▶ [What this task involves]: Copying exactly, give the lines in the material below from the one with "Target: woman's hand" to the one with "Target: white ceiling", ends included, and nothing besides.

▶ [Provided material]:
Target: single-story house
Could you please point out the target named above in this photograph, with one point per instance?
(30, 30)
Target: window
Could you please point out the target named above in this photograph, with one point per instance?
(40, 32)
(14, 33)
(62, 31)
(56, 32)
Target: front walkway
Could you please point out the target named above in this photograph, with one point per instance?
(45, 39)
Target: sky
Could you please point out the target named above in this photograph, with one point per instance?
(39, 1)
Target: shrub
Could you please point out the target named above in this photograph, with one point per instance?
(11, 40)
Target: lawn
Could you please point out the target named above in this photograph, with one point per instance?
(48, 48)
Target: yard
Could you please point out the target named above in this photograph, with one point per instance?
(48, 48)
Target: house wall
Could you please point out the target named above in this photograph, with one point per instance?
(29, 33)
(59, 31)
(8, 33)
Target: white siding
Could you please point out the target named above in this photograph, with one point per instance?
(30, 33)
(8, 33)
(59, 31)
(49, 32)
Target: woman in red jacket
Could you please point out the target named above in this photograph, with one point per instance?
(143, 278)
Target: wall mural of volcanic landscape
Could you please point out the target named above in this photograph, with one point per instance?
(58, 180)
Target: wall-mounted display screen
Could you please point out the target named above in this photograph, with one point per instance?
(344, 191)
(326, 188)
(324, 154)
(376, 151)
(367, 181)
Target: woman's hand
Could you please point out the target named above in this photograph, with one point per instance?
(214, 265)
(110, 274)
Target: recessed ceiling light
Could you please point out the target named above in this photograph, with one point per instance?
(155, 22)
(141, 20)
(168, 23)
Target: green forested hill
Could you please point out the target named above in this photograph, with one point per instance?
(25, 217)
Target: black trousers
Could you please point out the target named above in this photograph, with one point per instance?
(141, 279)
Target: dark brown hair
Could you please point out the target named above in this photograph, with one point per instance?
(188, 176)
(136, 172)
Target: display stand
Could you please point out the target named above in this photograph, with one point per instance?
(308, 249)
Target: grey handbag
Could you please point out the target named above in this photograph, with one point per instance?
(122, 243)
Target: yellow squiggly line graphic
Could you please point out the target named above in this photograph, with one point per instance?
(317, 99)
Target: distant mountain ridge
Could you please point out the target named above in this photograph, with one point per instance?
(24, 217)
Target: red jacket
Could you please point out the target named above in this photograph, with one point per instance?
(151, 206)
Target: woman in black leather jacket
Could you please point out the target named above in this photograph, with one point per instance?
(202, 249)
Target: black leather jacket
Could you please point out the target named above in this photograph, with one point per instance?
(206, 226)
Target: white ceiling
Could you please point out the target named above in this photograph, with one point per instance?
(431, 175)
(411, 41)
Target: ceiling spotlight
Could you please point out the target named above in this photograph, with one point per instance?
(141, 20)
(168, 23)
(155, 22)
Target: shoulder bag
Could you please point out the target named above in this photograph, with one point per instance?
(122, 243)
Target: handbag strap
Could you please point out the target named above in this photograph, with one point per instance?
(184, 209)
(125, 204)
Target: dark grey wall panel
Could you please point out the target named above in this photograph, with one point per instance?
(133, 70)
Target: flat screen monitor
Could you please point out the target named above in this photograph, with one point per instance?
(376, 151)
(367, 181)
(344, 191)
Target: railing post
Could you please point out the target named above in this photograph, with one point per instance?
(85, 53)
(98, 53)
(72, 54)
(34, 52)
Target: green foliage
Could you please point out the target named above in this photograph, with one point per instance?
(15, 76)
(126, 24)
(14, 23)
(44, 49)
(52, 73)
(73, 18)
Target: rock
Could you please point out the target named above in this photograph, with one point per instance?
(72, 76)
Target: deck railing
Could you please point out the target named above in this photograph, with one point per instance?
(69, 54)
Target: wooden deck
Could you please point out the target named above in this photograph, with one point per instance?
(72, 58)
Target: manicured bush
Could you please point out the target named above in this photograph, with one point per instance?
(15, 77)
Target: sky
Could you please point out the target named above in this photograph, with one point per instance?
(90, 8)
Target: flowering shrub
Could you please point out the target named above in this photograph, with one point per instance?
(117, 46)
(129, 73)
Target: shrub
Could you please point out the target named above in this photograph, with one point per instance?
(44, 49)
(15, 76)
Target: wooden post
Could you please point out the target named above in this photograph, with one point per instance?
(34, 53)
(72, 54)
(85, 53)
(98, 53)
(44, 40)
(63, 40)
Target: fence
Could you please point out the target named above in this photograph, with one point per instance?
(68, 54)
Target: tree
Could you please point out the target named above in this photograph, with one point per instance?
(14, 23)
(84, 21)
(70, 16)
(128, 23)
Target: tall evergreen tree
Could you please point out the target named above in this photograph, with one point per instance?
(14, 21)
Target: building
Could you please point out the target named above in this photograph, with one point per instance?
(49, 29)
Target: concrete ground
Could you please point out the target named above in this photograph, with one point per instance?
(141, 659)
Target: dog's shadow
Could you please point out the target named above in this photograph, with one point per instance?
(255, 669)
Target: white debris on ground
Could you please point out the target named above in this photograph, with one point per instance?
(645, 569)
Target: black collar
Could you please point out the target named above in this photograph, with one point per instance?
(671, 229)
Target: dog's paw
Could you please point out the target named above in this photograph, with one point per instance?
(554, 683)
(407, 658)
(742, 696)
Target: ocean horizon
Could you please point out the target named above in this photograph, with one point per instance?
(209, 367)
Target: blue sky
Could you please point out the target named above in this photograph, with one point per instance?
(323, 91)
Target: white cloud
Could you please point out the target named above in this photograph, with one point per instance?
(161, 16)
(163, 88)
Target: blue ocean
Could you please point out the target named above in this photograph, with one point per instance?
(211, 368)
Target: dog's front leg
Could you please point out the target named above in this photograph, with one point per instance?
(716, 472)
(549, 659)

▶ [Your solution]:
Target: woman's hand
Could you please point out the target named above in this photograph, with one point per instance?
(214, 265)
(110, 274)
Target: recessed ceiling light
Could you please point out the target named above in this photograph, with one point per instance?
(155, 22)
(141, 20)
(168, 23)
Target: green forested hill
Could you please point out the target named above in this photograph, with one point per instance?
(25, 217)
Target: black trousers
Could you please point out the target named above in this photograph, with one point per instance?
(141, 279)
Target: dark brown hair
Could you please point out the target named above in this photograph, with one point per instance?
(188, 176)
(136, 172)
Target: display stand
Could you please point out the target named above in this photograph, with one point per instance?
(308, 249)
Target: grey handbag
Could you please point out the target named above in this photograph, with one point per instance?
(122, 243)
Target: yellow squiggly line graphic
Could you please point out the target named above in this photograph, with one point per instance?
(317, 99)
Target: distant mountain ridge
Could you please point out the target named above in this photograph, with one point per instance?
(24, 217)
Target: red jacket
Could you please point out the target named above in this photograph, with one point per instance?
(151, 206)
Target: woman in black leather jacket
Could you please point out the target named above in this photograph, with one point per instance?
(202, 249)
Target: black leather jacket
Could you please point out the target named above in this photograph, with one point per instance?
(206, 226)
Target: white ceiling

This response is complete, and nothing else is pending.